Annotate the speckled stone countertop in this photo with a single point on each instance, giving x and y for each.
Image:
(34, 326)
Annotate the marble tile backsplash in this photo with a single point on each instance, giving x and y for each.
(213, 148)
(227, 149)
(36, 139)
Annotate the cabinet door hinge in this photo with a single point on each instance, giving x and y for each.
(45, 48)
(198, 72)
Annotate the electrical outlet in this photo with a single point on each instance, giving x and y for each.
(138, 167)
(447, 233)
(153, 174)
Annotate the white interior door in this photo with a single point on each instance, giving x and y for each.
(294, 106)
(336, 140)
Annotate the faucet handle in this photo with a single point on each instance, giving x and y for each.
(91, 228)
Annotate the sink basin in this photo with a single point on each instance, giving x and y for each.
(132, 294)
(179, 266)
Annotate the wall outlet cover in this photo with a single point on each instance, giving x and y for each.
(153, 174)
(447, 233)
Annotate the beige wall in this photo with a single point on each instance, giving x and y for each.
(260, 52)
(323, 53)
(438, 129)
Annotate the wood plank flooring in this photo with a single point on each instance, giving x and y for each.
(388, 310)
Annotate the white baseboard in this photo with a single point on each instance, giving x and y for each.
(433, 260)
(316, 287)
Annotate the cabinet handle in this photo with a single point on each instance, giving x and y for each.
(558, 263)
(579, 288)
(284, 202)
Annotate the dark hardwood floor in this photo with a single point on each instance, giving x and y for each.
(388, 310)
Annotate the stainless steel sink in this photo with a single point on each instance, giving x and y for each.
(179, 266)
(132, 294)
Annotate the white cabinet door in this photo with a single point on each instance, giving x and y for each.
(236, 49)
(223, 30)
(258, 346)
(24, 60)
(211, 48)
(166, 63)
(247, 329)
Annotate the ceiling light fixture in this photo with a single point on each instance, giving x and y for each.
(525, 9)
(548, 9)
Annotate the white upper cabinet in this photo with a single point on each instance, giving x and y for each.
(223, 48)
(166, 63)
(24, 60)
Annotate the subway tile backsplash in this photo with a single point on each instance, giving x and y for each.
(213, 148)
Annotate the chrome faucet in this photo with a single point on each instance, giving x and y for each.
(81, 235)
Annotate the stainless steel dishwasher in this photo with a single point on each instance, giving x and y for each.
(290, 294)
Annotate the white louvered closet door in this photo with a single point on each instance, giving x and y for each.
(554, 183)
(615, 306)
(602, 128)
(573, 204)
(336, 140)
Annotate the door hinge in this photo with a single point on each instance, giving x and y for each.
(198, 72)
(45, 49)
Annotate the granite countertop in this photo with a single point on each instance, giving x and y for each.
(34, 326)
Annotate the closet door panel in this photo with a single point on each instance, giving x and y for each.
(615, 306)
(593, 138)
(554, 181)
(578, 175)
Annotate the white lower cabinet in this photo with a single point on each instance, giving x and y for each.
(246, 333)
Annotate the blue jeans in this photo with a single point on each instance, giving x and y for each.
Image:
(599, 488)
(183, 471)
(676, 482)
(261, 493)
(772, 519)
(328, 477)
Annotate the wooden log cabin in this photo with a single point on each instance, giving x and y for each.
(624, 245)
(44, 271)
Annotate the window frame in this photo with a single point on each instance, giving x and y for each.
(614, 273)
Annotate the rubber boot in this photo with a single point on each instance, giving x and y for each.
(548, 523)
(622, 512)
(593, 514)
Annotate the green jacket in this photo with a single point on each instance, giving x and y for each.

────────────────────

- Exercise -
Output an exact copy of the lines beginning at the one that holds "Annotate the granite" and running through the final line of the records.

- Final answer -
Annotate the granite countertop in this photo with a single point on each instance, giving x and y for each.
(34, 326)
Annotate the closet door panel in this photo with a single point on each instance, giving x and y for each.
(615, 306)
(593, 138)
(554, 181)
(578, 175)
Annotate the white lower cabinet in this photo with a single point on each instance, giving x and y for each.
(246, 333)
Annotate the blue jeans in this photo with a single point on each instance, giving x and y for each.
Image:
(599, 488)
(183, 471)
(676, 482)
(261, 493)
(772, 519)
(328, 477)
Annotate the wooden log cabin in this photo with a single point on each instance, giving x and y for each.
(624, 245)
(44, 271)
Annotate the window frame in this photo with a single point on each instance, giving x and y for each.
(614, 273)
Annotate the rubber boot in this photo with a single point on each instance, giving x and y for each.
(548, 523)
(622, 512)
(593, 514)
Annotate the green jacket in this photo with a single point on each instance, giving x and y for each.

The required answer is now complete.